+++ Extracted material

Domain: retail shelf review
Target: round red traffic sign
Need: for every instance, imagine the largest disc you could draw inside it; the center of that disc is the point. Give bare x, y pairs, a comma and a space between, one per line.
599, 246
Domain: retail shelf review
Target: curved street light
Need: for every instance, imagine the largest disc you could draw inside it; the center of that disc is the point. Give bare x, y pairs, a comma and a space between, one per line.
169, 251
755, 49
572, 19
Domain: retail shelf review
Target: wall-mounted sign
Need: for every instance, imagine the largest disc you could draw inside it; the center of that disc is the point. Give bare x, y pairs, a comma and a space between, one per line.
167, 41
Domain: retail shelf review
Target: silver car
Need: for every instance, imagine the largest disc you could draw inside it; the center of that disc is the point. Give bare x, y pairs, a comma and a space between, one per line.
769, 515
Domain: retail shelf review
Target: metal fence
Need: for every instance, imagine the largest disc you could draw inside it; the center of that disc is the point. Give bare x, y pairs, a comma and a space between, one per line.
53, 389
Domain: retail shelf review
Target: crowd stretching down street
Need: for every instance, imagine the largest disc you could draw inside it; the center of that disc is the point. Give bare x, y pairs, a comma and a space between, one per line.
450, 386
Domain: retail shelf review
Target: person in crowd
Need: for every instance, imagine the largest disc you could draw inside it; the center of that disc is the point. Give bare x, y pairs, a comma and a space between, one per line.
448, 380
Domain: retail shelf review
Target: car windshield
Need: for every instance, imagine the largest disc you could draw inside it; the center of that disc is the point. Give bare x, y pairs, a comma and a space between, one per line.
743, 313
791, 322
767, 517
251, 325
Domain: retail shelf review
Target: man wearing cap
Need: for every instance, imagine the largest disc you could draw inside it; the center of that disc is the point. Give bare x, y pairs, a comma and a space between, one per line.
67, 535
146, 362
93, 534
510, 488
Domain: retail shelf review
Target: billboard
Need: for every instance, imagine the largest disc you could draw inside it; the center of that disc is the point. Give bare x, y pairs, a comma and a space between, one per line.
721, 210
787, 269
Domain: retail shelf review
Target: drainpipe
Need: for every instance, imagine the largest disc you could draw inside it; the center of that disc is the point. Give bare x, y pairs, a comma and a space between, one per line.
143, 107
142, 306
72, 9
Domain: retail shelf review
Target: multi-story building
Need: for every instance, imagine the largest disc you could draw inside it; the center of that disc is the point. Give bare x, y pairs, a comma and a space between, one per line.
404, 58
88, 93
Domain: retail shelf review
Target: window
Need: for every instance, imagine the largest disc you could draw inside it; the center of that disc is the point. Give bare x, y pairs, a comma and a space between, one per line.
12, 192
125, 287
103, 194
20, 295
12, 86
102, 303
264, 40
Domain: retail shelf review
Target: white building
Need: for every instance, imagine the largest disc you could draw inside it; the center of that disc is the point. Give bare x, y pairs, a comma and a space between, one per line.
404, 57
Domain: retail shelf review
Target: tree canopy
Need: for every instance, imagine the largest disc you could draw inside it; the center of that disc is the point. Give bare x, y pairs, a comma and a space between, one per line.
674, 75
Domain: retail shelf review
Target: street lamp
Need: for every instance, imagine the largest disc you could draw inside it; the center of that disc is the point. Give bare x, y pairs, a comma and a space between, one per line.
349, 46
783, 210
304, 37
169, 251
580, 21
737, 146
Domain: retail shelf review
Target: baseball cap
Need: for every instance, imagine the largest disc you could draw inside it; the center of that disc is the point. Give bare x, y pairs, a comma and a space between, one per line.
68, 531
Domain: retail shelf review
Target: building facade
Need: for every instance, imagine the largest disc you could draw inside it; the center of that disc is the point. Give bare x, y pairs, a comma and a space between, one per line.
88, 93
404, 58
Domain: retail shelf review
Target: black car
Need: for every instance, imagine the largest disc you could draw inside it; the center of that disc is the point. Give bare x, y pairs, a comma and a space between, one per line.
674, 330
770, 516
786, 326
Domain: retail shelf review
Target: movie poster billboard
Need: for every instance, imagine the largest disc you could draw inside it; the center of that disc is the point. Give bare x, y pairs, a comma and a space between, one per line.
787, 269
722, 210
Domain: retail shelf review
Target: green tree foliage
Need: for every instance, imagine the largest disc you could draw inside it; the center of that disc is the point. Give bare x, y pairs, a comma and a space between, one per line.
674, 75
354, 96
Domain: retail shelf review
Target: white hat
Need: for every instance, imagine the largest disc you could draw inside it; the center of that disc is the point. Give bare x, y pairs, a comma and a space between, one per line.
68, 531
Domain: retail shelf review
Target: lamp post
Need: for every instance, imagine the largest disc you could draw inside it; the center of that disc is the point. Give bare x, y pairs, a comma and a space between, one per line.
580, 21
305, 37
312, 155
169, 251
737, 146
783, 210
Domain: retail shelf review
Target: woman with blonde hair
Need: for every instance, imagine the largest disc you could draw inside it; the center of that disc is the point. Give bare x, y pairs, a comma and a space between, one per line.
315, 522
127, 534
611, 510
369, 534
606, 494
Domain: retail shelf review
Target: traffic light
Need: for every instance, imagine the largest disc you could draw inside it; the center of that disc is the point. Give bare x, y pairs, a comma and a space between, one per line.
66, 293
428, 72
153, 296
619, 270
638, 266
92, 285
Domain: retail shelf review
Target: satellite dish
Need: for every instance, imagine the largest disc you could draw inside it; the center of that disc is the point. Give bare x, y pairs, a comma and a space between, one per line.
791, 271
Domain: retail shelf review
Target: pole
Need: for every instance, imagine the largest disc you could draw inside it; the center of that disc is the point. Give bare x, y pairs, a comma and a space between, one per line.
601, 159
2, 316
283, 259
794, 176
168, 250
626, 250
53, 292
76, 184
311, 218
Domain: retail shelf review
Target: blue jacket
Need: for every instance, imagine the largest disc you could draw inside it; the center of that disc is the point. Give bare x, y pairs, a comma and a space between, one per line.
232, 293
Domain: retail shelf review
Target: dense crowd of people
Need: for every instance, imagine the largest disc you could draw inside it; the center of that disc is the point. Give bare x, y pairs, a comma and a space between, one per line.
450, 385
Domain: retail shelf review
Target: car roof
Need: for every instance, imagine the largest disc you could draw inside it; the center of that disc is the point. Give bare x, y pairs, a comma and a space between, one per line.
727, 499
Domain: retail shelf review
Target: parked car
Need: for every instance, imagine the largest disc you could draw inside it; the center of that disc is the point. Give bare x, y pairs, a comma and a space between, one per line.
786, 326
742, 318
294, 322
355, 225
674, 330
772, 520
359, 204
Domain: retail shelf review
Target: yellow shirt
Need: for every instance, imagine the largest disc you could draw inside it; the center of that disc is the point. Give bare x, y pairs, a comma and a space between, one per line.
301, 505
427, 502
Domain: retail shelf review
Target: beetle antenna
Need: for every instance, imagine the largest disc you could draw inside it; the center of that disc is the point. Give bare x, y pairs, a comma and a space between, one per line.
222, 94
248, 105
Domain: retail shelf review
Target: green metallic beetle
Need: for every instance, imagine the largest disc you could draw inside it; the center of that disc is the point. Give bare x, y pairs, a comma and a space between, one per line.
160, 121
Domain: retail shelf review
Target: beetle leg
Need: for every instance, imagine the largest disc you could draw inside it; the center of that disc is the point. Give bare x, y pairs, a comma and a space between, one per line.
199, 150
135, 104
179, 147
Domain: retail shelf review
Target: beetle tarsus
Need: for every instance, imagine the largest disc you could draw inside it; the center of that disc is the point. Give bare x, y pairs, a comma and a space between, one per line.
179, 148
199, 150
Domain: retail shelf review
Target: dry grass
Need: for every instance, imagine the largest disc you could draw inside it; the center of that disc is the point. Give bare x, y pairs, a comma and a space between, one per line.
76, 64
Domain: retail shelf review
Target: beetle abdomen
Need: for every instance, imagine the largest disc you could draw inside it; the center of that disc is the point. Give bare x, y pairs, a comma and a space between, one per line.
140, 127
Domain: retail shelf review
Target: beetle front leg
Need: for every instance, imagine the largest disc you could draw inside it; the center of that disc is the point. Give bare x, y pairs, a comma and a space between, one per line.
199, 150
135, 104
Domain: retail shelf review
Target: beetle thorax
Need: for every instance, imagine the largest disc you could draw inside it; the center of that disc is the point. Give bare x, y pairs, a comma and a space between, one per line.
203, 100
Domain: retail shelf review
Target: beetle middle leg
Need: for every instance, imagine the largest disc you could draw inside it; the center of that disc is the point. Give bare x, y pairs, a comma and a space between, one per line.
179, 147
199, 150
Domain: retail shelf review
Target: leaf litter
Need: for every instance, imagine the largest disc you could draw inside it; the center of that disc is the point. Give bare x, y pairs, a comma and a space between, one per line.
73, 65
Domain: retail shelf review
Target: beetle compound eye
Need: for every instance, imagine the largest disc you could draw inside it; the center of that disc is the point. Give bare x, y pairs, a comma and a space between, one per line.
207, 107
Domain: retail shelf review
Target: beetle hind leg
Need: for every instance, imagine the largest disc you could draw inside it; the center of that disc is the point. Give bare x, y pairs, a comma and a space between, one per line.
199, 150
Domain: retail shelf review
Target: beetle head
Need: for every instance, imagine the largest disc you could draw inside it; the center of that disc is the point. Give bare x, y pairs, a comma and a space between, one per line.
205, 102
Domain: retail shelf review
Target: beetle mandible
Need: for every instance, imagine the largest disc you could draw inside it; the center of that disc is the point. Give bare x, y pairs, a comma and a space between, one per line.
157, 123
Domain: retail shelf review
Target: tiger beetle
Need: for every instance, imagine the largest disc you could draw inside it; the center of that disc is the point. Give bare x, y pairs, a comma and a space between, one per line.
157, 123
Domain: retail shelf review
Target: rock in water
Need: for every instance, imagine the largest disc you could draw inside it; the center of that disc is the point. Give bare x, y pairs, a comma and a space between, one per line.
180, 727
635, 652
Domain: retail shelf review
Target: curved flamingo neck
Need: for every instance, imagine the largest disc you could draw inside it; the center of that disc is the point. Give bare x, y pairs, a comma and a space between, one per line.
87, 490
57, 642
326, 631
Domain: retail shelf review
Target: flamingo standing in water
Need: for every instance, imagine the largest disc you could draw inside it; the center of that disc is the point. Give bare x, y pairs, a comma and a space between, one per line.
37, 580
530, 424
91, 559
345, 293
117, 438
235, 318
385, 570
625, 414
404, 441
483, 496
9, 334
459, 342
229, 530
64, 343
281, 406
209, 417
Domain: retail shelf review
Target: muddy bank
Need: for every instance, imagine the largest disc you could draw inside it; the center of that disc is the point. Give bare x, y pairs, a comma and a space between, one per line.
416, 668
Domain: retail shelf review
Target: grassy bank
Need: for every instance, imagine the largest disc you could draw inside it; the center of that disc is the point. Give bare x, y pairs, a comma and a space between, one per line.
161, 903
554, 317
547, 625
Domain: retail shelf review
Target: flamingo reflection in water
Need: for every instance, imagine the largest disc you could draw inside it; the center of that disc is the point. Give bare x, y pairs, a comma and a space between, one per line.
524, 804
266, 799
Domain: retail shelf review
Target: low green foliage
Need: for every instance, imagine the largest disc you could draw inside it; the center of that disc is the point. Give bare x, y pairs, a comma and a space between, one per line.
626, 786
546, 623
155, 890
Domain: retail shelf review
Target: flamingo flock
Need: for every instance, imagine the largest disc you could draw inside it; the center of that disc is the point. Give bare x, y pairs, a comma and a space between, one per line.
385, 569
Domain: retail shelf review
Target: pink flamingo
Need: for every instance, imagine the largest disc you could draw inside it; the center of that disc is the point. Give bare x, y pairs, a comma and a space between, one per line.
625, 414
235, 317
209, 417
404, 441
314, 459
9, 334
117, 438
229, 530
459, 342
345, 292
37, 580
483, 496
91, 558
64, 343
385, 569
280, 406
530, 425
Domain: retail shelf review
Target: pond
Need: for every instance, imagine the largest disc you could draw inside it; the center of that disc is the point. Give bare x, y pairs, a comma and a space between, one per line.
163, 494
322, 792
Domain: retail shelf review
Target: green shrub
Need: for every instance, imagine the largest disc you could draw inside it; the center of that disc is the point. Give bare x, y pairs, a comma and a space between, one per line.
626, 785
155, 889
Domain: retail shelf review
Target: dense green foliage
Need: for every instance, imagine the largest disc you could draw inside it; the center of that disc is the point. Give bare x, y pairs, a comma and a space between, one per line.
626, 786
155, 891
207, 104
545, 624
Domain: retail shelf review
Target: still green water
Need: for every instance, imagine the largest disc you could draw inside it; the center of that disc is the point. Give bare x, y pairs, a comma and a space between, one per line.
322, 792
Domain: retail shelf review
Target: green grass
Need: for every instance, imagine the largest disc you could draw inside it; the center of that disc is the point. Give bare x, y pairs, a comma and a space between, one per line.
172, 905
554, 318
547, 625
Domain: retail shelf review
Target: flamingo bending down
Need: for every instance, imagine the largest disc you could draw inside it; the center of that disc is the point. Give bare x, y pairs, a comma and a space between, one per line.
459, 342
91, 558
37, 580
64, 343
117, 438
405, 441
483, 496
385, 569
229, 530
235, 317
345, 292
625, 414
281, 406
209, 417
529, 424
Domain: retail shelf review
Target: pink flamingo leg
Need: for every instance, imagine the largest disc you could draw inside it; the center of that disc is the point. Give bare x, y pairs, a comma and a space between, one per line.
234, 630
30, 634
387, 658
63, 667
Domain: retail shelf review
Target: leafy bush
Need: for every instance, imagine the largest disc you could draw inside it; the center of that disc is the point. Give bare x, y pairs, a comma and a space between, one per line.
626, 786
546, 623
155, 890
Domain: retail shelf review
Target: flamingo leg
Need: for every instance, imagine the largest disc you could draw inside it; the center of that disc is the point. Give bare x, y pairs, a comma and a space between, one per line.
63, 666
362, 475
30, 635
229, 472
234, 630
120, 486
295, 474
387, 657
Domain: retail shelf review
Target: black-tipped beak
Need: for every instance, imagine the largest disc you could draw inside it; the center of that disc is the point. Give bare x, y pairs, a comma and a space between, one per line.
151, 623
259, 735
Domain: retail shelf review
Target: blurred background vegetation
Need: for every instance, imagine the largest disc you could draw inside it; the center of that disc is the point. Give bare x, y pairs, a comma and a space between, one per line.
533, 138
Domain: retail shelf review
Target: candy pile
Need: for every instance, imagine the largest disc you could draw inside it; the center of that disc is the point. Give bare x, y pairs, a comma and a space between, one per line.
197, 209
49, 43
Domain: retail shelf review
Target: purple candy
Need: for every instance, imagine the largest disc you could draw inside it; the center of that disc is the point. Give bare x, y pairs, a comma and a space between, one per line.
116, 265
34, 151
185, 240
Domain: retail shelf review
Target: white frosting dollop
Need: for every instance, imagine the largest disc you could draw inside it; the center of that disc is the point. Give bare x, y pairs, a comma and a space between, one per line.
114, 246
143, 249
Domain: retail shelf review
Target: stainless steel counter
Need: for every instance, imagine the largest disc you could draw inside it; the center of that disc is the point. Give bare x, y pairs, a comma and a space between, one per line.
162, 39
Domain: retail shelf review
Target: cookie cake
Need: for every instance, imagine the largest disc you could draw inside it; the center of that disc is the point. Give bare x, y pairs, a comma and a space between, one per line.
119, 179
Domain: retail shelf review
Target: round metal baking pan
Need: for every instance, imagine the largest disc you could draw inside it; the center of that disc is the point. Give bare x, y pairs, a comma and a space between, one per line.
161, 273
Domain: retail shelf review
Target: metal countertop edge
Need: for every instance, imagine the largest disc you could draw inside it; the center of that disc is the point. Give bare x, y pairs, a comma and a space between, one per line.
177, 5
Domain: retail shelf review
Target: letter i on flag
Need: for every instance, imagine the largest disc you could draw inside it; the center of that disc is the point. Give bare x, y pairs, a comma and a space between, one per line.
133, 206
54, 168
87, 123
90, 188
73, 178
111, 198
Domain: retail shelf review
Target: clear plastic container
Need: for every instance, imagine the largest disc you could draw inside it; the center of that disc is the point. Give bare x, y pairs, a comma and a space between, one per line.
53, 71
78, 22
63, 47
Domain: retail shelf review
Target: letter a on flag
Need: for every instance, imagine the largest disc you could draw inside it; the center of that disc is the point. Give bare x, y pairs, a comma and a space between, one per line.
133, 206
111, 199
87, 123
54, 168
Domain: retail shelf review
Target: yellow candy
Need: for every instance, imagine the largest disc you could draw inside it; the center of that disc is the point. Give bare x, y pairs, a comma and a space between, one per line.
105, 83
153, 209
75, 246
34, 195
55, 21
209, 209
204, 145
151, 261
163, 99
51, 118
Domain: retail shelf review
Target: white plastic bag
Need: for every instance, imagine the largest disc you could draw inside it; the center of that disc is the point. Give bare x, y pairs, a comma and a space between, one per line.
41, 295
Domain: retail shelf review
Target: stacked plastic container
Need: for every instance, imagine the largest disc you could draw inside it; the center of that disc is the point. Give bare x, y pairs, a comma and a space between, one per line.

++++++

From the very first line of the records down to the line with "Target: wall-mounted sign", please write out each line exactly, including both ends and no other lines.

Domain: retail shelf review
Target: round red traffic sign
Need: for every instance, imagine the largest disc you could draw inside it; the center of that disc is the point. Give bare x, y pairs, a comma and a space between, one per line.
599, 246
Domain: retail shelf review
Target: curved street light
Need: for every instance, imagine the largest disc you could draw inside it; the center of that disc is the point. Give bare x, y pairs, a comma and a space between, one per line.
169, 251
755, 49
572, 19
Domain: retail shelf review
Target: wall-mounted sign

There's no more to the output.